Write the next part of the passage about how foreign high courts explain their rulings to the press and public, starting right after its last sentence.

Document section:
/---
In Canada, for instance, the Supreme Court employs an Executive Legal Officer, who briefs journalists about the Court’s opinions on an embargoed and off-the-record basis, so that they are able to describe them accurately when they are issued. It “space[s] out the announcements of its decisions so that reporters [will] not be overwhelmed.” It issues “Cases in Brief:” summaries of its decisions designed to be accessible to the lay reader. And, in an effort to reach Canadians outside of its Ottawa sanctum in a way quite different from the speaking tours of individual American justices, it recently began holding oral argument road-shows. (This comes on top of its longstanding practice of televising oral arguments.)

The German Federal Constitutional Court has compensated for the length and complexity of its written opinions by creating a press office “that regularly prepares press releases with detailed descriptions of selected decisions.” It provides advance access to important judgments on a selective and embargoed basis. And its opinions begin with “leading sentences” that provide a clear description of the judgment, a practice that one commentator calls “far more satisfying and useful than the rambling reporters syllabus” for American Supreme Court judgments. The Israeli Supreme Court has experimented with broadcasting its arguments, and provides “short summaries of important decisions” that are issued at the same time the judgments are released to the public. When the court issued an opinion on the controversial question of the citizenship status of foreigners who convert to Judaism outside of Orthodox communities, it “took the unusual step of releasing a Q&A document…with the deliberate purpose to better explain the reasons for the long-awaited and contested decision to reporters and the public.”

None of the innovations described by Sullivan and Feldbrin are beyond questioning, both on their own terms and in terms of their suitability for transplantation to American soil. Many of these questions would fall under the general rubrics of democracy and elitism. Insofar as the practice of providing advance access to and explanation of its opinions will be selective, involving an accredited or invited press, it may smack of special privilege or elitism in a way that might be acceptable elsewhere but unpalatable here. (I set worries about leaks to one side; Americans are doing just fine on that front despite the lack of advance access. And although leaks like that in Dobbs are extraordinary, the seemingly annual post-Term tradition of individual justices airing their grievances to a few hand-picked reporters is no less elitist.)
\---
Collected data:
/---
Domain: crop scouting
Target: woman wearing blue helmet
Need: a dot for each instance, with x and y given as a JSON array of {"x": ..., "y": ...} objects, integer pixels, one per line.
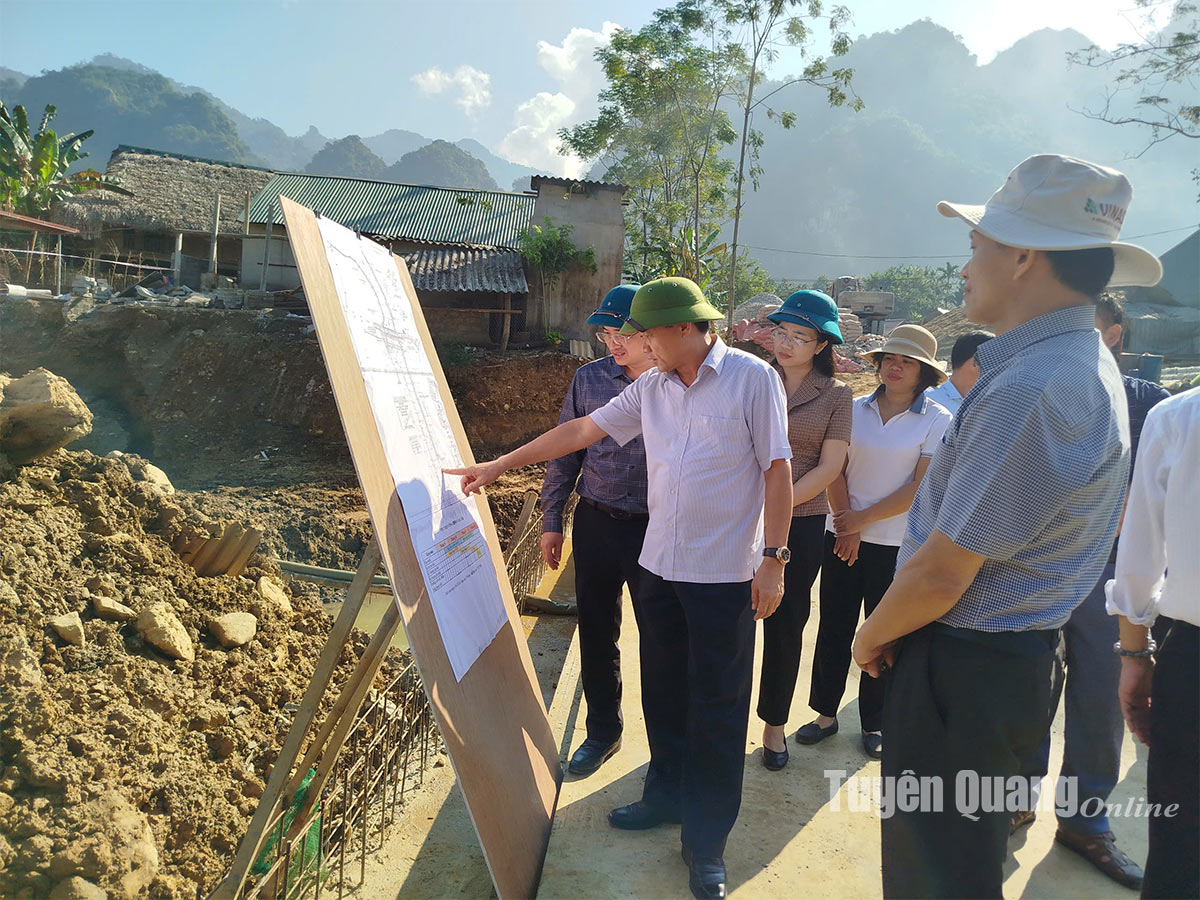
\---
Answer for the task:
Others involve the role of the Court. There is an easily crossed line between “explaining” a court’s decisions and propagandizing on behalf of that court qua political actor, illustrated by the reported hiring of a PR advisor by the president of the Israeli Supreme Court to “improve the Israeli Court’s public image.” The justices of our Supreme Court may care about its perceived legitimacy and public support, but still think its actual legal and moral legitimacy require it to let the people decide what they think about it without any interventions on their part. They may also think that even its perceived legitimacy would lose more than it gained from such an attempt. But of course, that is a form of non-neutral public relations strategy too. As Abraham Lincoln said, if you choose not to decide, you still have made a choice.

Both authorial pairs have made a valuable contribution to discussions of the public-facing approach of the Supreme Court. Just as important, in true peanut-butter-and-chocolate fashion, the roughly contemporaneous appearance of both articles adds a complementary value to each one, and to both taken together. Each provides a different focus. In Fontana and Krewson’s case it is the contribution that might be made by individual justices speaking extrajudicially; in Sullivan and Feldbrin’s case it is what the Court might do institutionally to make its opinions more accessible. Fontana and Krewson bring interesting empirical tools to bear on the issues they raise; Sullivan and Feldbrin employ comparative work to expand our sense of what is possible. Fontana and Krewson offer a valuable theoretical discussion; Sullivan and Feldbrin work in the practical realm. Together, they taste great.

In several senses, both papers are also very timely. The Court’s public approval standing has plummeted. Regardless of its legal or moral legitimacy, its role in the culture wars in a polarized society, and its convenience as a target in partisan politics, will not enhance its perceived legitimacy. The justices are well aware of this and are attempting to respond, at least on an individual basis. It is thus an excellent time to think about what the Court could do to shore up its real and perceived legitimacy.

In another sense, one may ask how much anything could help much right now. I say this not because the current 6-3 majority is disfavored by most law professors and journalists and many others; millions of Americans are delighted by it. But it is entirely possible that on both sides of that divide, the overriding concern will not be with “legitimacy” as such, but with acceptable results. The tendency to put that conversation in the language of legitimacy will only “weaponize” that term, to use the cliché of the day. The Court may find that whatever communications strategy it adopts will be the equivalent of baling out a sinking frigate with a tablespoon. That said, the issue is certainly not going away. Between them, these two articles offer food for thought and viable, practical options.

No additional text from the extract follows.